"""
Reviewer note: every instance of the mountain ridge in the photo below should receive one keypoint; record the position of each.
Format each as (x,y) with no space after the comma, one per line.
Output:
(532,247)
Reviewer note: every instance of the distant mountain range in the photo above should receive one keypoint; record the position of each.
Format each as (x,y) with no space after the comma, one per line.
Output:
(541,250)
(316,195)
"""
"""
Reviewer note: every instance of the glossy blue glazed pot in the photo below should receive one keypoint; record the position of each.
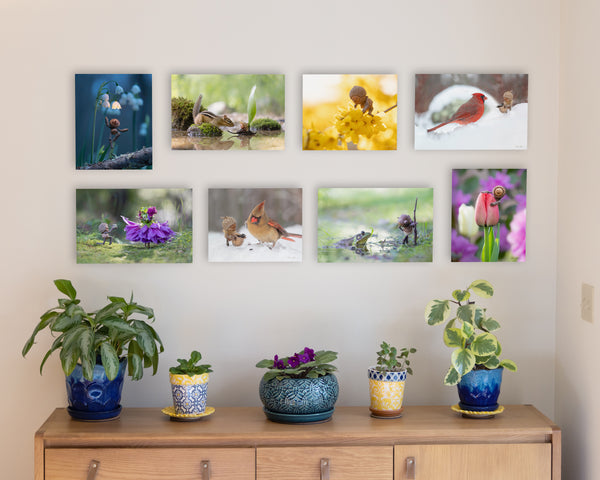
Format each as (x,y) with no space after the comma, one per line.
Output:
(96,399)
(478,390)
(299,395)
"""
"""
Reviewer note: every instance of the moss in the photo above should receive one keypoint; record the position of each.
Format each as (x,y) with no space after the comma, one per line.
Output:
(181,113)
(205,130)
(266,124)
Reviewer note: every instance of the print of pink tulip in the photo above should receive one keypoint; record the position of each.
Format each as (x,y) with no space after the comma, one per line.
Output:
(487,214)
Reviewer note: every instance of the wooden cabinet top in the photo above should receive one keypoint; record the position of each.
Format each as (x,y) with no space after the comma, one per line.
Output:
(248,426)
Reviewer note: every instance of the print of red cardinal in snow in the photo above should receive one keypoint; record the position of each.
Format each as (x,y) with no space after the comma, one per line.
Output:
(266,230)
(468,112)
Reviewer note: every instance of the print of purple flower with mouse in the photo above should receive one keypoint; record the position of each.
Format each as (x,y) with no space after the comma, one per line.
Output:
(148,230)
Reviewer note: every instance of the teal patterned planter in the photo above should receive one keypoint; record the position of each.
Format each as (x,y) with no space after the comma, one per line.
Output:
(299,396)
"""
** Your goal **
List, in full, each line of the records above that contains the word "mountain".

** Response for this exercise **
Reviewer note: every instance of the mountain ridge in the photo below should receive one keypoint; record the position of each.
Reviewer note: every instance of the distant mountain range in the photo above should receive one keypoint; record the position of each.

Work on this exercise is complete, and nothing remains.